11.4. The Unordered Containers

Advanced

The new standard defines four unordered associative containers. Rather than using a comparison operation to organize their elements, these containers use a hash function and the key type’s == operator. An unordered container is most useful when we have a key type for which there is no obvious ordering relationship among the elements. These containers are also useful for applications in which the cost of maintaining the elements in order is prohibitive.

C++11

Although hashing gives better average case performance in principle, achieving good results in practice often requires a fair bit of performance testing and tweaking. As a result, it is usually easier (and often yields better performance) to use an ordered container.

TIP

Use an unordered container if the key type is inherently unordered or if performance testing reveals problems that hashing might solve.

Using an Unordered Container

Aside from operations that manage the hashing, the unordered containers provide the same operations (find, insert, and so on) as the ordered containers. That means that the operations we’ve used on map and set apply to unordered_map and unordered_set as well. Similarly for the unordered versions of the containers that allow multiple keys.

**Given problem a:**
Can you shorten the paragraph of the unordered containers text that begins "The new standard defines four unordered associative containers" into a brief list that keeps its main facts?

**Given data:**
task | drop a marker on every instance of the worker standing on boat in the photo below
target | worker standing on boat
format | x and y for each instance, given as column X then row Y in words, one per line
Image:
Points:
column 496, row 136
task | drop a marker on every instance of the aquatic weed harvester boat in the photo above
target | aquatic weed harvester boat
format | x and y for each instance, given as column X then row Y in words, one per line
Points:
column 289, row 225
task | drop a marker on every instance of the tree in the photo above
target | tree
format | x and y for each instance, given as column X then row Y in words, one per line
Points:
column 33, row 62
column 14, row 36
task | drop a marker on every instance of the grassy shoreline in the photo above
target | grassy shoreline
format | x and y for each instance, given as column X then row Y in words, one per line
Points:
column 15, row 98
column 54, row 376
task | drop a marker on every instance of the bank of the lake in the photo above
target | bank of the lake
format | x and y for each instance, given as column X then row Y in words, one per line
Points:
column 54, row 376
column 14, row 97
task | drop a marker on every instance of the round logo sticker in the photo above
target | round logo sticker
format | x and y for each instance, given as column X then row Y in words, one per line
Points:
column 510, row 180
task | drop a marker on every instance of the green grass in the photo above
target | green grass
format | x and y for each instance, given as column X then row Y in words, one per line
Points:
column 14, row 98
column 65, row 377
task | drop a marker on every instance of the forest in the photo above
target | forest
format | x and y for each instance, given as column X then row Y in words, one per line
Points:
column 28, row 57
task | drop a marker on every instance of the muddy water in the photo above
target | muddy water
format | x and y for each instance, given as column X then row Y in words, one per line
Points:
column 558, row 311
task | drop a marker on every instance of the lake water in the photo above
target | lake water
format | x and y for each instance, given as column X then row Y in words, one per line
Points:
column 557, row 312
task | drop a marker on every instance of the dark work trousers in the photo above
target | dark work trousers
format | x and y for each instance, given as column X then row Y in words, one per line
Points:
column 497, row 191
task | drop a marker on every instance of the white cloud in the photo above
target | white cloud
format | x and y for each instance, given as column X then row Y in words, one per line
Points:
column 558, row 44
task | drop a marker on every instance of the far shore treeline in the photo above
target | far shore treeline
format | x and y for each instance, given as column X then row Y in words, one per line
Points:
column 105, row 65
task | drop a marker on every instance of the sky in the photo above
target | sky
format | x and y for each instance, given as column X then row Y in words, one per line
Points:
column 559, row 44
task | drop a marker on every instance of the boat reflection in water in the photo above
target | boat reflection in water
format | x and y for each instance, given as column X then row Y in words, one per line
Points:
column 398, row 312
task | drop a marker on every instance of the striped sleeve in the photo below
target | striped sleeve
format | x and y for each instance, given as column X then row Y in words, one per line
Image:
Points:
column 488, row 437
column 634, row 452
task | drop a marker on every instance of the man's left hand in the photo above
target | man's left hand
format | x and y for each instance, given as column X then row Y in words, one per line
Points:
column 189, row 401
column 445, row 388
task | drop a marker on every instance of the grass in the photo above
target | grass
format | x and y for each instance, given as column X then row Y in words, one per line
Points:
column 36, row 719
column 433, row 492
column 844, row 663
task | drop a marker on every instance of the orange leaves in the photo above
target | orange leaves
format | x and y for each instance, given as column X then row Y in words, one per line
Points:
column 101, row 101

**Given problem b:**
Which lines of the entries contain the word "boat"? Show each of them.

**Final result a:**
- The new standard defines four unordered associative containers.
- They organize their elements with a hash function and the key type's == operator rather than a comparison operation.
- They are most useful when a key type has no obvious ordering relationship among its elements.
- They also suit applications where keeping the elements in order costs too much.

**Final result b:**
task | drop a marker on every instance of the worker standing on boat in the photo below
target | worker standing on boat
task | drop a marker on every instance of the aquatic weed harvester boat in the photo above
target | aquatic weed harvester boat
task | drop a marker on every instance of the boat reflection in water in the photo above
target | boat reflection in water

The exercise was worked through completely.